▸ **WRITTEN REQUEST**: Without the pictures, copy the entries below word for word.

================================

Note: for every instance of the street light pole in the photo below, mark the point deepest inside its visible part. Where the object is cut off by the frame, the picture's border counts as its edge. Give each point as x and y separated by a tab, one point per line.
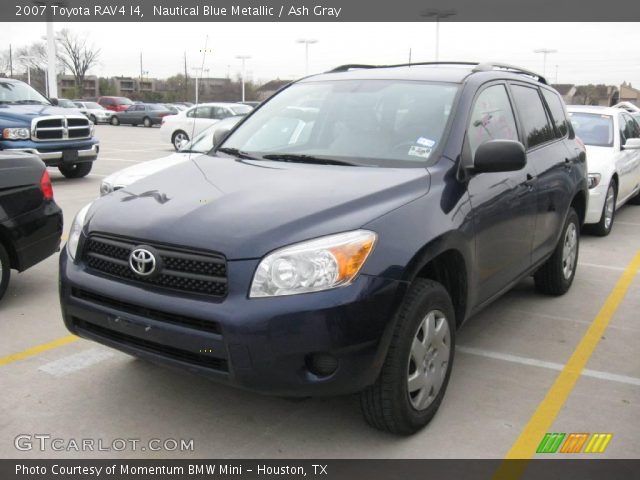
243	58
544	52
307	42
438	15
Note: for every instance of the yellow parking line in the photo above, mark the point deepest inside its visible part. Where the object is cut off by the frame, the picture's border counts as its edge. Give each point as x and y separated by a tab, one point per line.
29	352
547	411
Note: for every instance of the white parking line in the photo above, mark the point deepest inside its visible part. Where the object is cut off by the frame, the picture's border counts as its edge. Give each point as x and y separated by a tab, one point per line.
75	362
533	362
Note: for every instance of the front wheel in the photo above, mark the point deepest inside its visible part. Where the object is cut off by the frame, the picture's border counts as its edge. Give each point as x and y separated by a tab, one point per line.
415	374
556	275
5	270
77	170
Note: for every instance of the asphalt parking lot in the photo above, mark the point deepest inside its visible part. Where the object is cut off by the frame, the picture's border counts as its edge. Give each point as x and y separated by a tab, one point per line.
507	360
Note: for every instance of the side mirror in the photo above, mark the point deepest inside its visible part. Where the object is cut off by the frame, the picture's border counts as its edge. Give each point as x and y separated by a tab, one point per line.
219	135
632	144
499	156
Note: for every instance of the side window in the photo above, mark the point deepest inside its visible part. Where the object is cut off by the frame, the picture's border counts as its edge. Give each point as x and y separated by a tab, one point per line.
491	118
537	128
557	112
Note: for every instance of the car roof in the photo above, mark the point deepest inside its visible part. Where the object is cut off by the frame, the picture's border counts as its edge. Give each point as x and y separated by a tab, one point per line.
595	109
451	72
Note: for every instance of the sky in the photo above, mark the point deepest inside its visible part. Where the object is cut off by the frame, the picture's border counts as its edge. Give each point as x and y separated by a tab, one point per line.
586	52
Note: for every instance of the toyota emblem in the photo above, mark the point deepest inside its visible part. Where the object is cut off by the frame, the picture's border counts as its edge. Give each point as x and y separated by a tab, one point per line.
142	262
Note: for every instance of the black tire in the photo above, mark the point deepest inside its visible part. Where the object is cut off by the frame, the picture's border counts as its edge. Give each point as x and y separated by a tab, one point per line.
602	229
76	170
175	135
5	270
387	405
552	278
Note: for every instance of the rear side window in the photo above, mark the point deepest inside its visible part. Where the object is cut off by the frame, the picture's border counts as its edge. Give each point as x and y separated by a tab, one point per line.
491	118
557	112
537	128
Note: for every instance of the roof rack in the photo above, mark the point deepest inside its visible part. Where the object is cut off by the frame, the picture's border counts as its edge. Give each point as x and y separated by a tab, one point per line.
487	67
478	67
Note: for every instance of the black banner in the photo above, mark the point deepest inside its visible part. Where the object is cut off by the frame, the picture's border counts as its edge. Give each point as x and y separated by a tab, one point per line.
318	11
557	469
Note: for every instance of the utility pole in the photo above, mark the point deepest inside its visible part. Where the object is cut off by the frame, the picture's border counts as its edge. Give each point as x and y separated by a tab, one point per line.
243	58
307	42
438	15
544	52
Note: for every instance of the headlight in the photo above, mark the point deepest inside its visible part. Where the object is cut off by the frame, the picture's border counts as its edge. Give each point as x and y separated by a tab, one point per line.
16	133
105	188
594	180
76	230
314	265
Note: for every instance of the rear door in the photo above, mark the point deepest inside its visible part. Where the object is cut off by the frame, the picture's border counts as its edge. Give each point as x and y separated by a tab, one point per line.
504	203
555	162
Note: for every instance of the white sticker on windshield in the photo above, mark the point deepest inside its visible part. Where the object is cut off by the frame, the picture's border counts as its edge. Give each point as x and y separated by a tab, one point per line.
425	142
419	152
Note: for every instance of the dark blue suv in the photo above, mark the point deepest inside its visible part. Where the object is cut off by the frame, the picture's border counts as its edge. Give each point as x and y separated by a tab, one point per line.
60	137
339	235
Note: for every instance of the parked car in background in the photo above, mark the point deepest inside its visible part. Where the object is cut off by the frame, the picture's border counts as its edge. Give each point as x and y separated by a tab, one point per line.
336	248
179	128
94	111
612	140
30	220
203	143
147	114
115	104
61	137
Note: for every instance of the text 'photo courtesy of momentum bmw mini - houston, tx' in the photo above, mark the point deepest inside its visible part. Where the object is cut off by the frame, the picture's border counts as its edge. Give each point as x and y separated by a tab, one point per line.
385	240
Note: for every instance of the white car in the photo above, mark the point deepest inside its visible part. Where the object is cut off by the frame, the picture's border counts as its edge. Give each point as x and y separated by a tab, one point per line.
201	144
94	111
612	139
178	129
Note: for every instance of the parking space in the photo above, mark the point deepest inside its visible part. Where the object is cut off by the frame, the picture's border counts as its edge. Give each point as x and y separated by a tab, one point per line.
507	359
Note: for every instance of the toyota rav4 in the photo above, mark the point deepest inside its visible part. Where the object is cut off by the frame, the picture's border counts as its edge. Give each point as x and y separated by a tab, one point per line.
339	236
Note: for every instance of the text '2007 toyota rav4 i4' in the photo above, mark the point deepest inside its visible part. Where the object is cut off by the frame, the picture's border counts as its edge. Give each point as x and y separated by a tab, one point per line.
339	236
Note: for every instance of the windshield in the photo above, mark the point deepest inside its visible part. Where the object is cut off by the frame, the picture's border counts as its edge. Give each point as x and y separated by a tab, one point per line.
371	122
20	93
240	109
593	129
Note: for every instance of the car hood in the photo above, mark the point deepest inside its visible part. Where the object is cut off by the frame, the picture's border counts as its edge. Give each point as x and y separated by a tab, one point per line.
244	208
127	176
25	113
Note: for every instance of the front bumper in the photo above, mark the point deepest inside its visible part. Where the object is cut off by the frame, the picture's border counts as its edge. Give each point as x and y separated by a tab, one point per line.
262	345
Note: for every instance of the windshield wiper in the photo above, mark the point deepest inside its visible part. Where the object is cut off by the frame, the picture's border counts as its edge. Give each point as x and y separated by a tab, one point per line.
237	153
299	158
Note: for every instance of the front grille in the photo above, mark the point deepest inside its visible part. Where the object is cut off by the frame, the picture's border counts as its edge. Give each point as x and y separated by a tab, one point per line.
150	313
219	364
180	269
60	128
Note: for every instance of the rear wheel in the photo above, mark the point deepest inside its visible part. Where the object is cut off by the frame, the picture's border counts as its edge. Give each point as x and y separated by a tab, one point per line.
77	170
5	270
178	138
414	377
556	275
604	226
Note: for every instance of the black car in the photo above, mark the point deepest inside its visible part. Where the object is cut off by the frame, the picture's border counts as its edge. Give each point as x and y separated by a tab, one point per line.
339	236
147	114
30	220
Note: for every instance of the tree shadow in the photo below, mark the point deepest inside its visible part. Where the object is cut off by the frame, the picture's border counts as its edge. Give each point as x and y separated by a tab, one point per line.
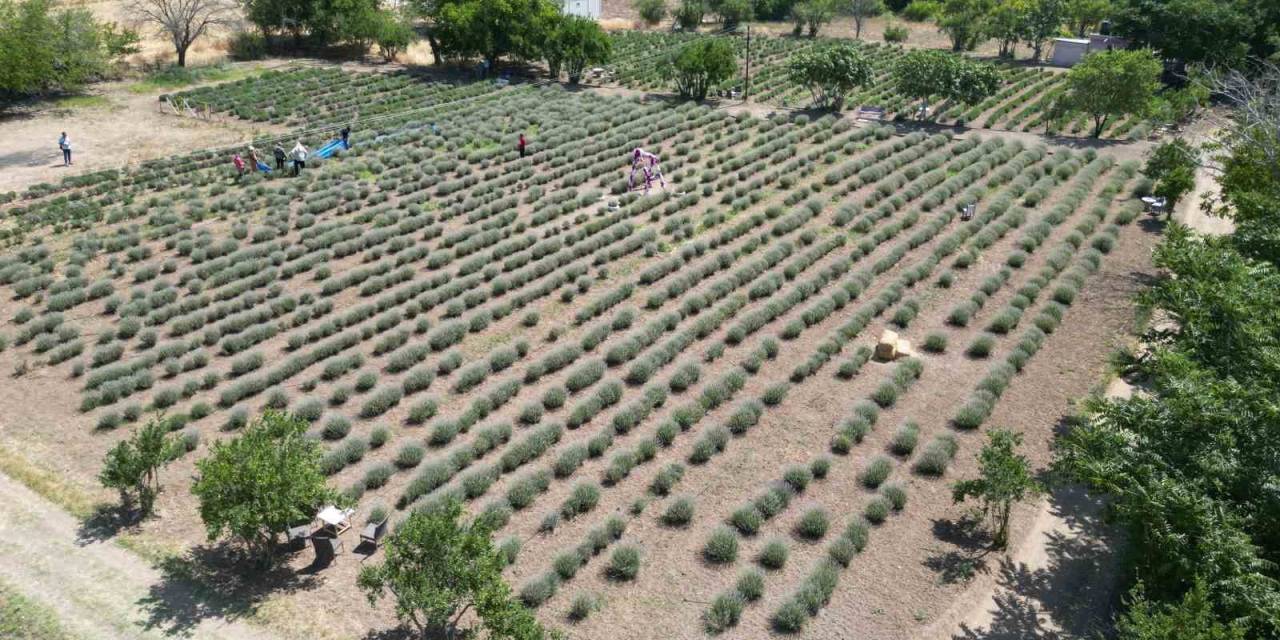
969	547
1077	589
214	581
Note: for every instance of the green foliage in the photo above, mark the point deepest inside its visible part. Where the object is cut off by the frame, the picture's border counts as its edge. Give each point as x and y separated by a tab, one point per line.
257	484
1005	479
1110	85
699	65
438	566
831	73
133	465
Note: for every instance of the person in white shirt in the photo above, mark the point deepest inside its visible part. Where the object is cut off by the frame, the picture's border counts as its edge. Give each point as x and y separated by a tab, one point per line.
300	158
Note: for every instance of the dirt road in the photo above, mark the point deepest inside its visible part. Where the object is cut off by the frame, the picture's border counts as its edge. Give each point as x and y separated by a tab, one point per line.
97	589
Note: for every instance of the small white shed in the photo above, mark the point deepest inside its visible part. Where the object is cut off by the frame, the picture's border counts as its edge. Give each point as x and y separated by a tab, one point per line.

================================

▸ **RESULT OF THE TASK**:
Note: for every instance of the street light pole in the photo below, mark the point deepest inside its visible part. Where the object is cut off by the frame, the picture's border counts as its edge. Give each point as x and y separated by a tab, one point per line.
243	58
544	52
307	42
438	15
Note: for every instance of the yellow parking line in the photo above, mark the point deepest inside its visible part. Where the object is cut off by the frame, the picture's border counts as its edge. Give each point as x and y separated by a tab, one point per line.
29	352
547	411
Note: for every instance of the white parking line in the photo above, mark the point deepest inside its visible part. Where the object is cut off by the frame, the picture's border counts as its edge. Give each point as x and y separated by a tab, one point per line.
75	362
533	362
Note: for every instance of the front wheel in the photo above, mark the point deepest inside its visible part. Where the object is cut off by the frame, the picture's border counts as its edge. Give each point as x and y separated by a tab, one point per line.
415	374
556	275
5	270
77	170
Note: for every instance of the asphalt parking lot in the photo above, mark the point deepest inside its visible part. Where the object is cut off by the frame, the picture's border counts as its edge. Give each point as x and y separated by a tab, one point per line.
507	360
Note: for every instance of the side mirror in the photo above, mark the point deepest inside its visible part. Where the object is cut off by the frame, the picture's border counts as its edge. Give each point as x and y separated by a tab, one point per line.
219	135
632	144
499	156
Note: for every instance of the side window in the photo above, mark the point deepest inside its visible part. Where the object is cut off by the frame, the picture's border counts as its edge. Give each point as x and y separated by a tab, one point per line.
491	118
537	128
557	112
Note: for every instance of the car roof in the photo above, mark the point deepest inside its visible part. Where the object is cut off by the frame, the picture's border counts as its edge. Give each point as x and y separated by a tab, one point per line.
595	109
451	72
Note: for every instance of the sky in the photo above, mark the point deepest inside its visible part. Where the object is cut off by the frame, the picture's border counts as its edge. Give each point as x and y separated by a tab, one point per line.
586	52
Note: for every instance of the toyota emblem in the photo above, mark the point deepest inside its visible part. Where the object is cut off by the frame, the picture's border counts as its edge. Give each point as x and y separated by a tab, one point per line.
142	262
Note: for every instance of the black tire in the photo above, mark the point deepest inside its visible part. Where the object is cut off by the frame, the picture's border counts as its edge. Give each point as x and y separated by a tab, one point per line.
602	229
76	170
175	135
5	270
387	405
552	278
Note: for every instance of the rear side window in the photo above, mark the point deepest inside its visible part. Where the object is cut off by the frame, the picture's border counts as its edge. Give each point as x and y separated by a tab, one point per line.
491	118
557	112
537	128
Note: for every instance of the roof rack in the photo above, mark the point deepest inside its visible part. Where the object is cut off by the frame, the picture's border counts as its edge. Give each point as x and y separated by a tab, one point per line.
487	67
478	67
Note: for every instance of the black banner in the photo above, mark the point deepest inside its visible part. Where the object is cut off by the frame, the picture's border counts as its edge. Give each point as x and y separated by a tab, one point per line.
318	11
557	469
Note: for every instance of the utility pole in the photo above, mark the point deepest inside its visible part. Where the object is cut off by the frame, the picture's border counts as its edge. Give each point as x and y separated by a tab, one point per line.
243	58
307	42
438	15
544	52
Note: for every instance of the headlight in the photo above, mark the point deepest inside its visible part. Where the object is cut off by the frame, the picture's border counts as its edge. Give each point as x and y separated by a tab, one point per line.
16	133
105	188
594	180
76	230
314	265
Note: for every instance of the rear door in the photo above, mark the point deepest inside its visible part. Where the object is cut off by the frame, the picture's border counts as its edge. Give each point as x and y separated by a tab, one point per line.
504	203
555	162
Note: for every instance of the white sticker on windshield in the photo above, mark the point deepest inside its visible part. Where the object is cut off by the frame, the picture's border counts as its edge. Give each point as x and y separated by a tab, one point per line.
425	142
419	152
Note: for every instance of the dark blue suv in the photo above, mark the point deepest inside its visible part. Where the object is cut off by the frame, the picture's border counts as its edge. Give each point as x and y separated by a tab, one point per line.
60	137
339	235
Note: for every instance of the parked car in background in the photo above, mark the point deepest inside its visible part. Where the object is cut off by the frame, the picture's border counts as its edge. Give each point as x and y separated by a tab, one point per line.
336	248
179	128
94	111
612	140
30	220
203	143
147	114
115	104
61	137
Note: for every instance of the text 'photo courtesy of momentum bmw mini - houston, tx' in the photo above, mark the point deepest inside its visible part. Where the object is cut off by the frame, the picture's border counts as its edge. Give each point as x and y separated by a tab, one point per line.
385	240
Note: for every instance of the white car in the photo above, mark the point deepest inside its visible part. Where the object is cut off by the frame, the picture's border counts as its edge. Give each point as x and y separated by a tab, one point per line.
201	144
94	111
612	139
178	129
Note: for every instance of the parking space in the photo above, mark the point deepest inside its visible part. Where the object is cut off by the frame, the picture's border counts as its edge. Give each point as x and y separated by a tab, one point per line.
507	359
Note: for every instance of the toyota rav4 in the photo above, mark the point deepest inside its visible part. Where the object is cut off by the frame, the picture's border counts as its edge. Give each point as x and y separated by a tab, one point per line.
339	236
Note: for every instance of the text '2007 toyota rav4 i4' in the photo above, mark the point deepest inside its visible part. Where the object is cut off by the frame, the picture's border counts as its edge. Give each point as x and y separated by a tab, one point per line.
339	236
Note: for every instance of the windshield in the photo above, mark the point deepest inside its visible part. Where the object is cut off by the frame, the picture's border counts as its edge. Give each point as x and y separated by a tab, one point per line.
371	122
20	93
240	109
593	129
Note: for every instance of the car hood in the photo above, mark the point deepest inside its visible part. Where the object is cut off by the frame, the picture's border counts as its edge. Give each point as x and y separated by a tab, one point per line.
244	208
127	176
25	113
Note: for every instance of the front bumper in the photo above, mark the point deepest inside its visible part. Where the object is cut off by the frame, the picture's border counts as its edge. Give each point as x and y separated by a tab, one point per line.
262	345
Note: for every instance of the windshield wiper in the photo above, mark the point deepest inside its visible part. Where the object is cut off by the frame, the picture's border counts as its edge. Give each point as x and y separated by a tab, one point per line.
237	153
299	158
Note: for every instance of the front grille in the photo above, mark the point deepest inside its visible part. Where the object is cut off by the frame, the picture's border counts as its edge. Give each point as x and y separated by a tab, one point per line.
150	313
219	364
180	269
60	128
Note: for every instance of the rear wheel in the photo above, mark the point deepest inside its visible part. Where the object is cut off by the frame, the picture's border counts as its edge. Give each point as x and y separated by a tab, one point per line.
77	170
5	270
178	138
414	377
556	275
604	226
Note: for every instance of the black car in the photo above, mark the point deepest inside its visible part. Where the object is cut off by the frame, the picture's border counts as its edge. Give each point as x and y separated by a tab, one point per line.
339	236
147	114
30	220
Note: for every instance of the tree shadow in the photo below, mark the point deepest inside its visible part. Where the object is cut off by the frame, the picture's border counts as its edge. Give each point as x and y separated by a tab, one point per line.
969	547
1077	589
214	581
Note: for every instance of the green foliage in the photo above, mark the point deepest inside its visible part. Where the object is cut off by the frame, the picture's border counts as its edge. Give each point as x and y separated by a tab, one point per line.
257	484
1005	479
1110	85
699	65
438	566
831	73
133	465
Note: for every instance of the person in white shirt in the photo above, mark the point deepest inside its visible part. Where the object is cut off by the frame, the picture's border counts as its edge. Give each point as x and y separated by a tab, one point per line.
300	158
Note: for every instance of the dirt road in the photo above, mark the point deepest inside its visible part. Where the object is cut off by the frame, the picture's border counts as its edge. Give each point as x and y separated by a tab, one point per line.
97	589
Note: for every instance of the small white shed in the photo above, mark the point deepest inside its visible part. Where the object is cut off by the frame, the picture's border counts as its edge. Give each point as x and y separated by a tab, one point per line.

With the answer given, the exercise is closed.